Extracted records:

• • • • •

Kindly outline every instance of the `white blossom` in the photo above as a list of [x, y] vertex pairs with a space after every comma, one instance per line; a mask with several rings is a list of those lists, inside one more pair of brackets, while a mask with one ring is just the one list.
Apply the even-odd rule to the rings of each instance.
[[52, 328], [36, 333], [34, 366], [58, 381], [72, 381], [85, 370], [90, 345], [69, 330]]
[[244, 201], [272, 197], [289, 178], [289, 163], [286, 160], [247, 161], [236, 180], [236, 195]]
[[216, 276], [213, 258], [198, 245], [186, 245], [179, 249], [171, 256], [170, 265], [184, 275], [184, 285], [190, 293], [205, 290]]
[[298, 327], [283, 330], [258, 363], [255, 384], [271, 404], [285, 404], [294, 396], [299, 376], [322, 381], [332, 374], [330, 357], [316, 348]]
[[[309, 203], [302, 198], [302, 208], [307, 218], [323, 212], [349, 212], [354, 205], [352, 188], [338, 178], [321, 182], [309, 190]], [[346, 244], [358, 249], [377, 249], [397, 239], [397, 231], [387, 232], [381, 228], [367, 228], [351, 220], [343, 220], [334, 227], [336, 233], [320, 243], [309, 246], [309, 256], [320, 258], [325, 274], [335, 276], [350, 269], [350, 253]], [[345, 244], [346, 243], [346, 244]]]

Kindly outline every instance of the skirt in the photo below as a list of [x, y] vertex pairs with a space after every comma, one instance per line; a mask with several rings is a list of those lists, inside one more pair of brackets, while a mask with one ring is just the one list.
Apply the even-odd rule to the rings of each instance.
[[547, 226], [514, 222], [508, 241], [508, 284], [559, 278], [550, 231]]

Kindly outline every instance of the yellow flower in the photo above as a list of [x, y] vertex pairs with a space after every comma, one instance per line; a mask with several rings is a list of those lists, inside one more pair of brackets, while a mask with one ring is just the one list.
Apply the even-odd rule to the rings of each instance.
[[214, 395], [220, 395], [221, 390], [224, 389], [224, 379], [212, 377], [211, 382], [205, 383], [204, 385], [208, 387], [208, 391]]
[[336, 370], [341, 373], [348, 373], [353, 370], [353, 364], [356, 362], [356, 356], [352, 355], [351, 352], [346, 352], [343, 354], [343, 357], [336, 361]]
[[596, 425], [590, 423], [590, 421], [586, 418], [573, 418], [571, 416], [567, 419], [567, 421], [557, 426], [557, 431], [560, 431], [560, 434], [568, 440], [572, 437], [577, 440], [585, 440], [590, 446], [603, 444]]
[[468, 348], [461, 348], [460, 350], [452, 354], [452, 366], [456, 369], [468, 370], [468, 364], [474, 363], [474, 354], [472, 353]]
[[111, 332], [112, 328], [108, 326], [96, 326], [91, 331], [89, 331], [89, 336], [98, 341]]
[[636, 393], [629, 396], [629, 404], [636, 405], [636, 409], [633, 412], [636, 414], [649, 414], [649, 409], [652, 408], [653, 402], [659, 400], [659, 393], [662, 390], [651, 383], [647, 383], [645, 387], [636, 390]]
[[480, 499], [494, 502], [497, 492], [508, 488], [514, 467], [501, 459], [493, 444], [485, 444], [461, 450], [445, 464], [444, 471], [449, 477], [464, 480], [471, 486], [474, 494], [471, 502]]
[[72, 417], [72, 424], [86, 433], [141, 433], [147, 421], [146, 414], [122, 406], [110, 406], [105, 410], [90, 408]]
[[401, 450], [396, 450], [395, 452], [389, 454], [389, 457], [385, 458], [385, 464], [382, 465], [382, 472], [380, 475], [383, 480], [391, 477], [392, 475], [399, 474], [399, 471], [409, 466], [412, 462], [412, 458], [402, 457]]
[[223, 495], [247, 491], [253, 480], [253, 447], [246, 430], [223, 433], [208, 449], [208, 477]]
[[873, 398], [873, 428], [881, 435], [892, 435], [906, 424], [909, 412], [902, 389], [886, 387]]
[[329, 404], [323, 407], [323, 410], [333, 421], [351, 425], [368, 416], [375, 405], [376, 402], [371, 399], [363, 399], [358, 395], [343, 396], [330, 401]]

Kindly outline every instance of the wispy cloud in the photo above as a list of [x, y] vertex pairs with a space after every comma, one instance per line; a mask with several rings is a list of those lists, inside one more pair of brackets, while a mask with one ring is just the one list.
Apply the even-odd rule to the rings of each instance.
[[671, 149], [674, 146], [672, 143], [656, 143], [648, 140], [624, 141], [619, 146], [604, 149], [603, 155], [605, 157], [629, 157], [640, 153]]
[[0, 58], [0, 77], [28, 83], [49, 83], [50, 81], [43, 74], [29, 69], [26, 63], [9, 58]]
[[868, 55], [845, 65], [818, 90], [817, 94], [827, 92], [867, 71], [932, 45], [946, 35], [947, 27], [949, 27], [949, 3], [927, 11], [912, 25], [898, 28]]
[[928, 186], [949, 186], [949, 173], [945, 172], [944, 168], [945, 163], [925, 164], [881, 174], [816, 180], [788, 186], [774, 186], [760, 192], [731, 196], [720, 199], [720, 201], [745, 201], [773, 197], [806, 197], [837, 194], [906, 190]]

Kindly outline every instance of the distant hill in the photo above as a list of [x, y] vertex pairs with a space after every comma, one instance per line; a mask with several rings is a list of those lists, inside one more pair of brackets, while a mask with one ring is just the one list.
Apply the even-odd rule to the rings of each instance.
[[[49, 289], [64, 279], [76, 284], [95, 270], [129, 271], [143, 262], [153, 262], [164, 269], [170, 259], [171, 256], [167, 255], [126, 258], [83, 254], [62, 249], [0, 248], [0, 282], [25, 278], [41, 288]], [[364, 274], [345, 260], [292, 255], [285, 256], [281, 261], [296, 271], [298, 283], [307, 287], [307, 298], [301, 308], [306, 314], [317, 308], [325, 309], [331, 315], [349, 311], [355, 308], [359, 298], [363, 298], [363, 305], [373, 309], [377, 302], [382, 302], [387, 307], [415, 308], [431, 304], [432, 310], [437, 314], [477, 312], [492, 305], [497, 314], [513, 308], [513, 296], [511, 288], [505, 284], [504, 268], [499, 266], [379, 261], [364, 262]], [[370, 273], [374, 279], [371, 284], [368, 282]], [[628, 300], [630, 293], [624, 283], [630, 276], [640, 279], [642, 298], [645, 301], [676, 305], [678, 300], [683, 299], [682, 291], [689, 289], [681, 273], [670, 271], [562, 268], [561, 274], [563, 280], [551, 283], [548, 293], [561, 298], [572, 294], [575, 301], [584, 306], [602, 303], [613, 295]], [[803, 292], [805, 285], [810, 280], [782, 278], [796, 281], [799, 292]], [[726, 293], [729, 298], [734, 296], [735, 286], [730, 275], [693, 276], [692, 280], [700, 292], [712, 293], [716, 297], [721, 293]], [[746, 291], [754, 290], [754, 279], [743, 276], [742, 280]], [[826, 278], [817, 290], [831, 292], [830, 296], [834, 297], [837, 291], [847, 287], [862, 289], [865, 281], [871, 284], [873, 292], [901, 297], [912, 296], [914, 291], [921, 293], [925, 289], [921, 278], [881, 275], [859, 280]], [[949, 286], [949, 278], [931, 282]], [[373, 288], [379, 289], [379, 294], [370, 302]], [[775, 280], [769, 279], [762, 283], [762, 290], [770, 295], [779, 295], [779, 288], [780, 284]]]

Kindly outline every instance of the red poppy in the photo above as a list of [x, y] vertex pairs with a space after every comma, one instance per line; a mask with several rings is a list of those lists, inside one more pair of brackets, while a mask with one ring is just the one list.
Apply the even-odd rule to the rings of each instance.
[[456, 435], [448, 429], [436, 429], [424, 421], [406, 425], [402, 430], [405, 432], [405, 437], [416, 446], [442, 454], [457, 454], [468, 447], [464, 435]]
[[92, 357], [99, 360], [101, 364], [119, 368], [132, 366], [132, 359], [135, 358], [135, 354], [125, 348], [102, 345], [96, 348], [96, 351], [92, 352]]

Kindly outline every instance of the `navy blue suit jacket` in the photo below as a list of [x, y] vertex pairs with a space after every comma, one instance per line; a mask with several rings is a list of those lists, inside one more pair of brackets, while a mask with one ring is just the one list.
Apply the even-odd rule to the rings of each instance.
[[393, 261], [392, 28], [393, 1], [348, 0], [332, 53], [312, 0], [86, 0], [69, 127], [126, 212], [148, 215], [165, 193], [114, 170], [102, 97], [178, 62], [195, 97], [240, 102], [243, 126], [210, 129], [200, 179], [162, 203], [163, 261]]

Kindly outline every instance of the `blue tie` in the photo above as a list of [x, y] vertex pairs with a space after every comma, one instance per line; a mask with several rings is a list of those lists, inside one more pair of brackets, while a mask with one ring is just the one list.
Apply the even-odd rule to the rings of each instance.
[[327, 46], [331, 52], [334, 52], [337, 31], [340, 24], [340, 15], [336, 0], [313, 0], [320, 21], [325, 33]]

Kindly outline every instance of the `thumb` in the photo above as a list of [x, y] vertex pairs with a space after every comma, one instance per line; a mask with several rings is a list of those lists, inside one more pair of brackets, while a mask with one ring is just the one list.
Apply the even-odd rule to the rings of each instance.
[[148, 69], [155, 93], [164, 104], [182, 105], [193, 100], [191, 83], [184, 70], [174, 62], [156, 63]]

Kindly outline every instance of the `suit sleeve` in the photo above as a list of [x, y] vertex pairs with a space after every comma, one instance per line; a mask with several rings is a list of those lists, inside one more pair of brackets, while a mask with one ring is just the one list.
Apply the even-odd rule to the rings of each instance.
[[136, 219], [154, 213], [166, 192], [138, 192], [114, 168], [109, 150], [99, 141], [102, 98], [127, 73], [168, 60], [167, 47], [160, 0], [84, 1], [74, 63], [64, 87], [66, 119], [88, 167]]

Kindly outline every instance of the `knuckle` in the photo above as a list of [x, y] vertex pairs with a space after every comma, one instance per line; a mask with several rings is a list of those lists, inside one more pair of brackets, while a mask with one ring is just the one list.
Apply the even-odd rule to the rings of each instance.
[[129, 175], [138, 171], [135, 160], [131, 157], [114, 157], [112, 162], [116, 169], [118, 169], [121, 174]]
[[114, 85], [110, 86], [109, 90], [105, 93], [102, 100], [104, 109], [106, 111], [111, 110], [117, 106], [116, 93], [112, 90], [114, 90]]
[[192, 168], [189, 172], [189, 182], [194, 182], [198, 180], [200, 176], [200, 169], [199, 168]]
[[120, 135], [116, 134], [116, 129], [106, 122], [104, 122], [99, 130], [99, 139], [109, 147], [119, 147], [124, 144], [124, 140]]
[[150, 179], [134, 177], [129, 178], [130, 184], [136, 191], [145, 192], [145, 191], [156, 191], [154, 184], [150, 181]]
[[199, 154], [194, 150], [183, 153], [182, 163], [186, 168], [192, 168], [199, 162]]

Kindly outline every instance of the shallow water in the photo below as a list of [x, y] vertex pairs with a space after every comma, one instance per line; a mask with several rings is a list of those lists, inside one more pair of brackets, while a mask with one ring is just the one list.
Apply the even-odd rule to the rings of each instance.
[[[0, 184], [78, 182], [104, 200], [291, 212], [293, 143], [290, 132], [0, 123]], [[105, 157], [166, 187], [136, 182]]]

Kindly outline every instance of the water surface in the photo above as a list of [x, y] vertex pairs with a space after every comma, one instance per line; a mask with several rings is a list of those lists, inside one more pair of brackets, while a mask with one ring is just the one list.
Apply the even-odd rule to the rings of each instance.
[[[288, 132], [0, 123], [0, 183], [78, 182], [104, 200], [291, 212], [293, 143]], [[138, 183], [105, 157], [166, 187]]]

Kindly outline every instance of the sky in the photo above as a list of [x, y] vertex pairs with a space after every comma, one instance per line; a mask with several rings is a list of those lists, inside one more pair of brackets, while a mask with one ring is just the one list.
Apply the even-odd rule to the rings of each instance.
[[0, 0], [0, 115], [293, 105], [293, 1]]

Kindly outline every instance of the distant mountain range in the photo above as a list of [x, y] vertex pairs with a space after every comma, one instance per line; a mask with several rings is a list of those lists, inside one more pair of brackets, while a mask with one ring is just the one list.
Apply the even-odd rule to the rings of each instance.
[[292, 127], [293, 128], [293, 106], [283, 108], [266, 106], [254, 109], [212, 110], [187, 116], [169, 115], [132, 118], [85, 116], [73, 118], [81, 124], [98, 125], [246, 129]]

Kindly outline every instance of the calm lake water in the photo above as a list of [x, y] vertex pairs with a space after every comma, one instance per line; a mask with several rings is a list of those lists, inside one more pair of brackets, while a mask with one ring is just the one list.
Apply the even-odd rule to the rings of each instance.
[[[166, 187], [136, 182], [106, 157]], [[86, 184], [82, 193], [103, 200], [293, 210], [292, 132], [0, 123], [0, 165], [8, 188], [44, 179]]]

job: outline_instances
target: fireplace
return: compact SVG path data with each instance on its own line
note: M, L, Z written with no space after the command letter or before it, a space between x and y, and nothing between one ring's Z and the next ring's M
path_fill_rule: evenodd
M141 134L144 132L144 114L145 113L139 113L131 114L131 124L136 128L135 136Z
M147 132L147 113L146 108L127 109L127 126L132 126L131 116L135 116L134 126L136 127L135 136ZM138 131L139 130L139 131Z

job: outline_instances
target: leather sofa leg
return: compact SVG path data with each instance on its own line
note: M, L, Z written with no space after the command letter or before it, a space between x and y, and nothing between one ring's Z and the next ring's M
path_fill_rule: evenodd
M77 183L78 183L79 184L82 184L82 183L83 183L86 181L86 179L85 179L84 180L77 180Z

• • • • •

Reproduce the records above word for word, beginning at the line containing "Kindly outline every instance of the sky" and continuing through the line containing "[[0, 0], [0, 115], [293, 105], [293, 1]]", with both of those lines included.

Completed exercise:
Kindly outline every instance of the sky in the photo above as a list of [x, y] vertex pairs with a space after every comma, one instance per line; a mask with several rings is a list of those lists, inside one more pair of brackets, while a mask with one ring is just the one list.
Apply the even-odd rule to the rings of each instance.
[[0, 0], [0, 115], [293, 105], [293, 1]]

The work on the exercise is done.